--- Dataset entries ---
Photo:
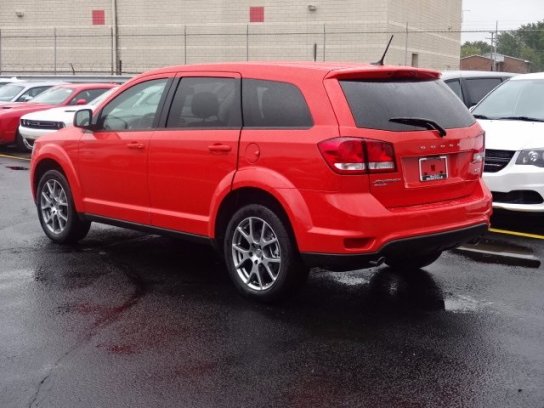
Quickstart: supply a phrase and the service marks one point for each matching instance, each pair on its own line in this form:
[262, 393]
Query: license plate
[433, 168]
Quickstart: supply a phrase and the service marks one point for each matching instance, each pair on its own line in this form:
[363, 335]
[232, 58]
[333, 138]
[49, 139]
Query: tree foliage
[527, 42]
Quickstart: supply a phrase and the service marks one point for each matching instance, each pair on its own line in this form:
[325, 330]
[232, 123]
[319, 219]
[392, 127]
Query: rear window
[374, 103]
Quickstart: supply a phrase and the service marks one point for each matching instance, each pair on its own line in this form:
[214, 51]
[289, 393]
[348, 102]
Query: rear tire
[56, 210]
[417, 261]
[261, 256]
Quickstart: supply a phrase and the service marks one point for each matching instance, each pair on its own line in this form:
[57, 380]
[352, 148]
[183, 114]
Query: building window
[99, 17]
[256, 14]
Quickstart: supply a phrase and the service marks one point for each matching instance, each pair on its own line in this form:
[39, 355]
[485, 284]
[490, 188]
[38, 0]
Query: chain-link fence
[135, 49]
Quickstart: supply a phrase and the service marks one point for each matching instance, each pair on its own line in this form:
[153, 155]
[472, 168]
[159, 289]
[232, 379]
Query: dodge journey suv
[280, 166]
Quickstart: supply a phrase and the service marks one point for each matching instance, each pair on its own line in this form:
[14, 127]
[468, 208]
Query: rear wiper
[524, 118]
[426, 123]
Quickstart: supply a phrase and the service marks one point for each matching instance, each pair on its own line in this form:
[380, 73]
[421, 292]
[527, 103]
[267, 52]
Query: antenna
[380, 62]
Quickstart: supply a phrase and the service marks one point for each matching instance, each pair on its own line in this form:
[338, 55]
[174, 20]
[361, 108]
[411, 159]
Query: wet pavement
[126, 319]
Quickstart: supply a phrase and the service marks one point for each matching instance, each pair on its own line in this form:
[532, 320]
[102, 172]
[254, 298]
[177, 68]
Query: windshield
[54, 96]
[10, 91]
[405, 105]
[516, 99]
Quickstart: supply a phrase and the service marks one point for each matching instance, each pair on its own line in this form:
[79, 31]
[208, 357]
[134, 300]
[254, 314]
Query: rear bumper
[400, 248]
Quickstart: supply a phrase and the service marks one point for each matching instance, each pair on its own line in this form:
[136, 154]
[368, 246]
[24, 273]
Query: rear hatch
[431, 145]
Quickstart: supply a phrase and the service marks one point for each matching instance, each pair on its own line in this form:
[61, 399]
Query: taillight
[346, 155]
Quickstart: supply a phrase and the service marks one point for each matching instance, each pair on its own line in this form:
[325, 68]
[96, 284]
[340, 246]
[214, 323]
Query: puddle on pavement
[501, 252]
[463, 304]
[17, 168]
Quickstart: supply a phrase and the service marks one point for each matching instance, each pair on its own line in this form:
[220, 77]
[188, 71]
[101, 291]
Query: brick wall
[169, 32]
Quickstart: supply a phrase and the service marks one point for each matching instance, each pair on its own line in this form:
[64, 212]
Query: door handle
[219, 148]
[135, 145]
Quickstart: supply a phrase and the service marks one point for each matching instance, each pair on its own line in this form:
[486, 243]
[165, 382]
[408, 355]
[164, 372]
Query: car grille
[42, 124]
[496, 160]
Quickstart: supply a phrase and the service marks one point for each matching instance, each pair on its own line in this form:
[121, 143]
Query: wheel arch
[279, 203]
[62, 164]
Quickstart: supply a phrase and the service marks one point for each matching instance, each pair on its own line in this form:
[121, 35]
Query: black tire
[20, 144]
[268, 268]
[417, 261]
[56, 210]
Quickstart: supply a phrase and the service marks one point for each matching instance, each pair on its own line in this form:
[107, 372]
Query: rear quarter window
[374, 103]
[273, 105]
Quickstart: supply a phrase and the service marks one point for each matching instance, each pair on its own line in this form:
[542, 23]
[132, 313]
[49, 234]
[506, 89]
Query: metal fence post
[247, 42]
[55, 51]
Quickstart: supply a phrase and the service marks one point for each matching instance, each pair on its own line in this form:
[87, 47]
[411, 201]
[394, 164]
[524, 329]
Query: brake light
[347, 155]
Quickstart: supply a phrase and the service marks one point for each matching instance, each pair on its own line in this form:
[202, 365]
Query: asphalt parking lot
[126, 319]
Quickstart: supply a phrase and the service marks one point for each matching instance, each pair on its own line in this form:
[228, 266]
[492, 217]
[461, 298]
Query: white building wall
[58, 35]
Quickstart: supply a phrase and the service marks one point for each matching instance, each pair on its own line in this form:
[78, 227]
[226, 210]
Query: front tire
[56, 210]
[261, 256]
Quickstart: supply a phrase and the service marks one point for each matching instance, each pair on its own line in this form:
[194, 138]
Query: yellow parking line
[14, 157]
[517, 234]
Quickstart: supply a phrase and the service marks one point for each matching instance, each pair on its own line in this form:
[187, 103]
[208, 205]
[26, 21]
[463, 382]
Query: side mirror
[82, 118]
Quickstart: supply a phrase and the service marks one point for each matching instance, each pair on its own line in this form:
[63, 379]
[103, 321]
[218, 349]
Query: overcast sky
[482, 15]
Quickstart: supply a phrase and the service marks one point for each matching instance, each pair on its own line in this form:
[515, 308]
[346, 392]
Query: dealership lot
[128, 319]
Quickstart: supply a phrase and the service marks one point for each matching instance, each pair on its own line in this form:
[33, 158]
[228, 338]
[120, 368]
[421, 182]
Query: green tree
[527, 42]
[475, 48]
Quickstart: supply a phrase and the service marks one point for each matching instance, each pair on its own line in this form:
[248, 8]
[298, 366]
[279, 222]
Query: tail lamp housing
[349, 155]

--- WORK TO BE COMPLETED ---
Nothing but the exact text of the records should appear in your answer, with no pictures. Please write it out.

--- RESULT FOR THIS TASK ---
Photo:
Quickstart: supply a phrase and the service marks one point for each matching instance, each pair on its own line in this form:
[262, 393]
Query: license plate
[433, 168]
Quickstart: supply a phrase and the service marks one point for each matching instance, each pair on its own line in this form:
[363, 335]
[232, 58]
[333, 138]
[49, 139]
Query: tree foliage
[527, 42]
Quickstart: supply a phrase and the service marks one point for each matching instance, each pair on its own line in this form:
[325, 330]
[232, 123]
[319, 219]
[392, 127]
Query: rear window
[374, 103]
Quickstart: supply a phrase and the service marks one point for each matching instance, each pair on its own line in this form:
[214, 51]
[289, 393]
[348, 102]
Query: rear tire
[56, 210]
[417, 261]
[261, 256]
Quickstart: supply a phrase and the service marks one point for each matching instance, each pair on its own line in this form:
[57, 380]
[352, 148]
[183, 114]
Query: building window
[99, 17]
[256, 14]
Quickstart: supply a phrase and the service marks one point for each matching instance, each pair on its own line in this form:
[39, 355]
[485, 284]
[490, 188]
[38, 0]
Query: chain-link fence
[135, 49]
Quickstart: supply a phrase and the service marks one point for each matching instance, each pair on its own line in this form:
[153, 155]
[472, 168]
[159, 289]
[232, 379]
Query: dodge journey suv
[280, 166]
Quickstart: supply a phrase and the service marks one point for each matching instance, each pair on its own line in this form:
[14, 127]
[468, 208]
Query: rear wiper
[524, 118]
[426, 123]
Quickstart: supply a phrase and the service marks one point for each matching instance, each pair on its own line in this form:
[380, 73]
[421, 292]
[527, 103]
[267, 52]
Query: antenna
[380, 62]
Quickstart: supply a phrase and the service marks one point for each matching instance, each pair on its own line in this form:
[338, 55]
[174, 20]
[361, 108]
[411, 159]
Query: wet pavement
[126, 319]
Quickstart: supply a phrase and the service marks one point for each matching instance, each pair on its own line in this form:
[532, 320]
[102, 172]
[254, 298]
[177, 68]
Query: windshield
[54, 96]
[10, 91]
[405, 105]
[516, 99]
Quickstart: supply a phrase and the service marks one point for each matching instance, each pair on its own line in this form:
[79, 31]
[208, 357]
[134, 300]
[254, 314]
Query: rear bumper
[400, 248]
Quickstart: supply a phrase and the service marks one point for each matching instance, each pair on its own line in this form:
[136, 154]
[368, 246]
[24, 273]
Query: rear hatch
[431, 145]
Quickstart: supply a phrase and the service marks one point for each matching instance, each pair on its own line in this form:
[61, 399]
Query: taillight
[346, 155]
Quickstart: supply a phrase and the service marks one point for each matching instance, each pair on its own line in this form:
[325, 68]
[96, 284]
[340, 246]
[214, 323]
Query: puddle on pavement
[501, 252]
[463, 304]
[17, 168]
Quickstart: supply a phrase and the service marks one point for each matching instance, each pair on its own line in this form:
[220, 77]
[188, 71]
[101, 291]
Query: brick wall
[169, 32]
Quickstart: supply a phrase and the service marks one point for each matching instance, each pair on its own line in this form:
[64, 212]
Query: door handle
[219, 148]
[135, 145]
Quickstart: supply a phrase and the service marks one point for each matching instance, each pair on its own line in this form:
[486, 243]
[165, 382]
[408, 355]
[164, 372]
Query: car grille
[42, 124]
[496, 160]
Quickstart: supply a phrase and the service marks one point for each matching instance, each pair on its own line in this form:
[121, 143]
Query: wheel arch
[279, 203]
[62, 164]
Quickstart: supply a phrase and the service marks one point for each matching instance, each pair on its own line in this form:
[121, 35]
Query: black tire
[20, 144]
[268, 268]
[417, 261]
[56, 210]
Quickstart: supply a phrase and the service marks one point for each matching instance, each pair on its own line in this form:
[107, 372]
Query: rear quarter window
[374, 103]
[273, 105]
Quickstart: supply a phrase and the service marks one point for each matching instance, each pair on its own line in this form:
[542, 23]
[132, 313]
[49, 234]
[506, 89]
Query: metal fence post
[247, 42]
[55, 51]
Quickstart: supply a phrase and the service marks one point for each matching instance, each pair on its own line in this form:
[87, 47]
[411, 201]
[394, 164]
[524, 329]
Query: brake light
[347, 155]
Quickstart: supply a phrase and the service marks one point for each matching instance, each pair on its own line in this form:
[202, 365]
Query: asphalt parking lot
[126, 319]
Quickstart: supply a phrase and the service marks one point for each matching instance, each pair on its own line in this form:
[228, 266]
[492, 217]
[461, 298]
Query: white building wall
[58, 35]
Quickstart: supply a phrase and the service marks one point for each matching instance, each pair on its own line in this form:
[78, 227]
[226, 210]
Query: front tire
[56, 210]
[261, 256]
Quickstart: supply a phrase and the service marks one point for each matching instance, each pair on its own line in this form:
[194, 138]
Query: yellow parking line
[14, 157]
[517, 234]
Quickstart: supply a phrase and the service marks one point for each matching instance, each pair on its own line in this form:
[187, 103]
[208, 205]
[26, 21]
[463, 382]
Query: side mirror
[82, 118]
Quickstart: supply a phrase and the service marks one point for each matching instance, each pair on its own line in this form:
[63, 379]
[103, 321]
[218, 349]
Query: overcast sky
[482, 15]
Quickstart: supply a phrase and the service marks one point for each matching instance, each pair on its own line in this form:
[515, 308]
[346, 392]
Query: dealership lot
[128, 319]
Quickstart: supply a phrase and the service marks one point for each matching instance, each pair on its own line in this form:
[33, 158]
[228, 338]
[120, 368]
[421, 182]
Query: green tree
[527, 42]
[475, 48]
Quickstart: supply a phrase and the service marks one point for each matching instance, each pair on its own line in this form:
[248, 8]
[298, 366]
[279, 222]
Query: tail lamp housing
[349, 155]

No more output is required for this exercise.